- **RAW DATA**:
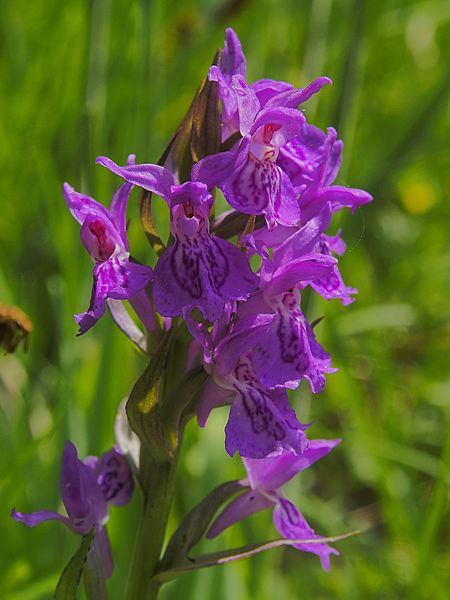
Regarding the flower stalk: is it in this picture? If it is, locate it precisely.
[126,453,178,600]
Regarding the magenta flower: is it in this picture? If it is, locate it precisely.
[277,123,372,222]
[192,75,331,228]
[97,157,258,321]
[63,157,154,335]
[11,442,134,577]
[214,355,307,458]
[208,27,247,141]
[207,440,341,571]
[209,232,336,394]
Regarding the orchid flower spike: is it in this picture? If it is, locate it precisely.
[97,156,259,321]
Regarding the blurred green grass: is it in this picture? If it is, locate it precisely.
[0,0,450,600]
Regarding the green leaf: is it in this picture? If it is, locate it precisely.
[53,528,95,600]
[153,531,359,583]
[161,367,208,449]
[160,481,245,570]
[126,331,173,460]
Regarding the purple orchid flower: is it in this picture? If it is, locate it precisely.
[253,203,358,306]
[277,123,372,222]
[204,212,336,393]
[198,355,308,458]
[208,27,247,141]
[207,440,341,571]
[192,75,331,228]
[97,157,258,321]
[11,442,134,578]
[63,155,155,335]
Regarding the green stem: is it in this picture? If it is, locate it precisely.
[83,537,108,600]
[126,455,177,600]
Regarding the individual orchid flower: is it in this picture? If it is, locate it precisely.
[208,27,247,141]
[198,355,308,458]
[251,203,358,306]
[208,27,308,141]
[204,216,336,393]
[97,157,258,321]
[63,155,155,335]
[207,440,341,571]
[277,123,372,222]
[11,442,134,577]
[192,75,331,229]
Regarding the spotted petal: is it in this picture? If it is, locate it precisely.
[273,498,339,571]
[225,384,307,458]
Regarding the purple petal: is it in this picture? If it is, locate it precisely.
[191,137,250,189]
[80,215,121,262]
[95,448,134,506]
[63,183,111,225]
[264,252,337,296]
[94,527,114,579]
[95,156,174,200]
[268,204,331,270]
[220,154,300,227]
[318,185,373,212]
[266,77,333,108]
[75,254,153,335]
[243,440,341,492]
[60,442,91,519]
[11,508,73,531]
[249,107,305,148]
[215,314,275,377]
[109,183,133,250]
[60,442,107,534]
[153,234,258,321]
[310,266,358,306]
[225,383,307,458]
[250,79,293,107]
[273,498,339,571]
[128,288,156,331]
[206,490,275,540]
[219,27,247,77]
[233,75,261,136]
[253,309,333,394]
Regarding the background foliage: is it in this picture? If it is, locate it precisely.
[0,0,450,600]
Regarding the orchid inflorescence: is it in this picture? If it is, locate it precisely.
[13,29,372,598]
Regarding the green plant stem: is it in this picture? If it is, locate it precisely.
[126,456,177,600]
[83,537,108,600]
---
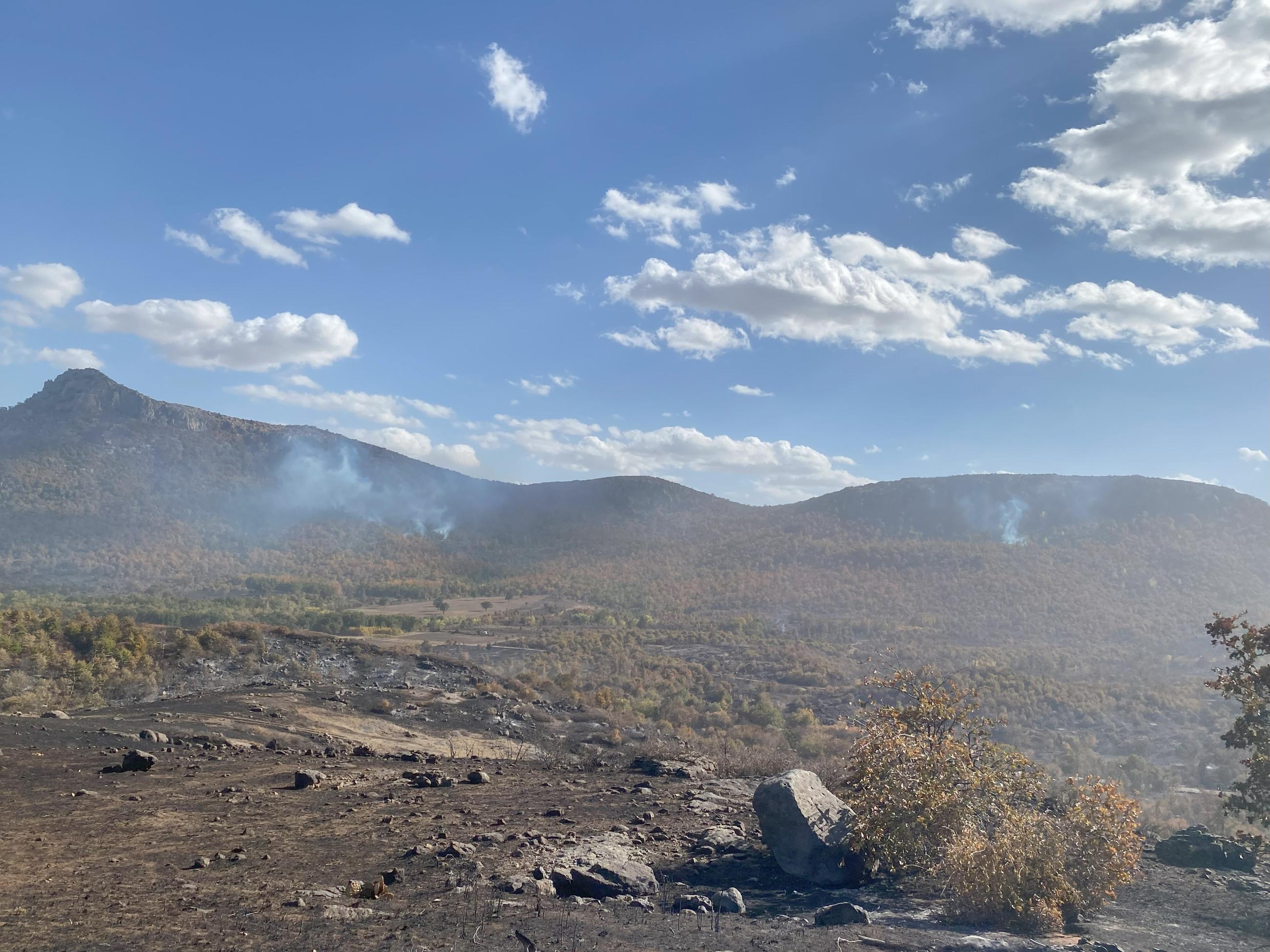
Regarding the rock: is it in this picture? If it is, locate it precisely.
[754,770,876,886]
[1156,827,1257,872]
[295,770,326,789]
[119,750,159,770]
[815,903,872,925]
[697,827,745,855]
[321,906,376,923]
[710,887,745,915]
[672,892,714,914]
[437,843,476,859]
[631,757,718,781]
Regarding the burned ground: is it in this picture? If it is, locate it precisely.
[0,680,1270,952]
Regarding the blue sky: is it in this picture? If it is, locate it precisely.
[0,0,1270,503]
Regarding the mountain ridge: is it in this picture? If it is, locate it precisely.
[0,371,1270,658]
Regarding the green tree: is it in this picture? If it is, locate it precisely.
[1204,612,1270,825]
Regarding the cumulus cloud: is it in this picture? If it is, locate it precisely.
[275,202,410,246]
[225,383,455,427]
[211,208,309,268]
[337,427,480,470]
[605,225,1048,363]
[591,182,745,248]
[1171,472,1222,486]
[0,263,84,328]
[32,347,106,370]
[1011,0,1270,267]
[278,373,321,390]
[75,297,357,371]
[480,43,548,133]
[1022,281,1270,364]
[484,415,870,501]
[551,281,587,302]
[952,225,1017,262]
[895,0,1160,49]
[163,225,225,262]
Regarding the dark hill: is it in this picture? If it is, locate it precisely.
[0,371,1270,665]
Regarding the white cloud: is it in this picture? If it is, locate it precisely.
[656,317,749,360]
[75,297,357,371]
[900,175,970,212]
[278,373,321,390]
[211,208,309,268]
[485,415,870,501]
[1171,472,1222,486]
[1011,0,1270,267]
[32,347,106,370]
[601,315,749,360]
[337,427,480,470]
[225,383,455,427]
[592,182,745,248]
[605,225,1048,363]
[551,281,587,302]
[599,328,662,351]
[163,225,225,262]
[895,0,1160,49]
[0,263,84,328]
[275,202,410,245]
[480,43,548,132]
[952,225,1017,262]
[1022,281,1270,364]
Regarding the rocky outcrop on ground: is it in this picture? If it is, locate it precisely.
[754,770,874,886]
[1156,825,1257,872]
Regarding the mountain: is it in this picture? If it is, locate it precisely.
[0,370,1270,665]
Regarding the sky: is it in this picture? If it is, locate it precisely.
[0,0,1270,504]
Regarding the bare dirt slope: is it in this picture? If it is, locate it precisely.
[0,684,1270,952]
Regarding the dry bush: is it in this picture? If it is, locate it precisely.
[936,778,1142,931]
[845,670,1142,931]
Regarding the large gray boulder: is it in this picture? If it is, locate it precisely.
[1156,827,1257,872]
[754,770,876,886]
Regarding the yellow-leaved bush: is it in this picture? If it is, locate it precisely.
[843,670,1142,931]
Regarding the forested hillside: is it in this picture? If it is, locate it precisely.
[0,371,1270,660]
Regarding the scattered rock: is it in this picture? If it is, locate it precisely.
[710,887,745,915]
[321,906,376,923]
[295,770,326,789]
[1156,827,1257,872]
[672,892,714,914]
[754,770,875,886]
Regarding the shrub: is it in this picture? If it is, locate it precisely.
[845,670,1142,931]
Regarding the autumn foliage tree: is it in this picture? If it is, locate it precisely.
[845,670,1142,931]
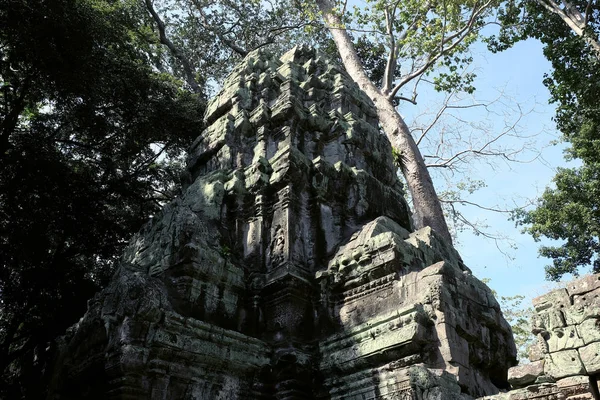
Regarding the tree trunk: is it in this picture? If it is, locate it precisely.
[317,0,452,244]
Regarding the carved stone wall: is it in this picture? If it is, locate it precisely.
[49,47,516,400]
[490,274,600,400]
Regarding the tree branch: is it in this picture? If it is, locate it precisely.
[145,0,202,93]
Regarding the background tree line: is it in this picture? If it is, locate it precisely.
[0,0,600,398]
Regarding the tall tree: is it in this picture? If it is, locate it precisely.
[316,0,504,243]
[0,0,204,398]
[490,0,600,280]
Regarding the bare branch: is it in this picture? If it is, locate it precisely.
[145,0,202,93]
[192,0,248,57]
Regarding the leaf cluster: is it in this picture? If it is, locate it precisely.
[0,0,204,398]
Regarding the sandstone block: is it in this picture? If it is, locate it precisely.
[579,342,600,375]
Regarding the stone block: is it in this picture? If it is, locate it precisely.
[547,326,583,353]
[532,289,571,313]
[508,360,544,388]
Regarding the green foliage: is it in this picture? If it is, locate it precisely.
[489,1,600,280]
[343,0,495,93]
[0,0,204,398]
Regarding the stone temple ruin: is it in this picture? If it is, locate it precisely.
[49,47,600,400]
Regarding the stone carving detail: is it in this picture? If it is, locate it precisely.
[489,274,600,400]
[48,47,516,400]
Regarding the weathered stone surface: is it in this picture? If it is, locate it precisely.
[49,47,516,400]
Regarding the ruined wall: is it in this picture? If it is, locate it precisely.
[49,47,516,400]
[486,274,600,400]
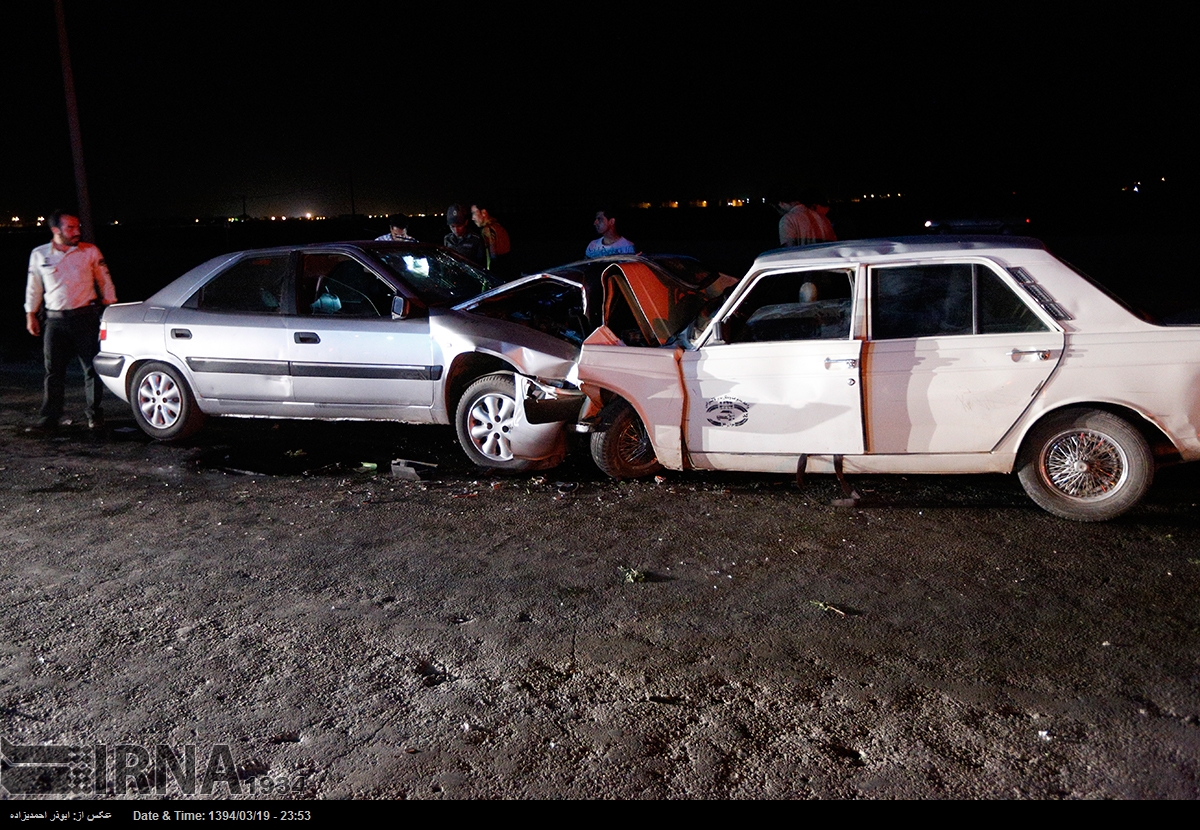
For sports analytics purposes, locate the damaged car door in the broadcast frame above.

- **GIVEN EXERCISE**: Reproduce word for word the lines starting at the one that contains "Regarding the flower" and ending at the one that contains "[126,331,173,460]", both included.

- **ANSWER BELOW**:
Regarding the flower stalk: is it in this picture? If it is, locate it precisely.
[126,453,178,600]
Regarding the magenta flower: is it in this picture? If it is, locate it precisely.
[277,123,372,222]
[192,75,331,228]
[97,157,258,321]
[63,157,154,335]
[11,442,134,577]
[214,355,307,458]
[208,27,247,141]
[207,440,341,571]
[209,232,336,394]
Regarding the orchid flower spike: is it in this picture? If it is, locate it precisely.
[97,156,259,321]
Regarding the blurred green grass: is it in this picture? If it is, locate it precisely.
[0,0,450,600]
Regarding the green leaf: is it in this picture? If it is, locate it precisely.
[53,528,95,600]
[153,531,359,583]
[161,367,208,449]
[160,481,245,570]
[126,331,173,460]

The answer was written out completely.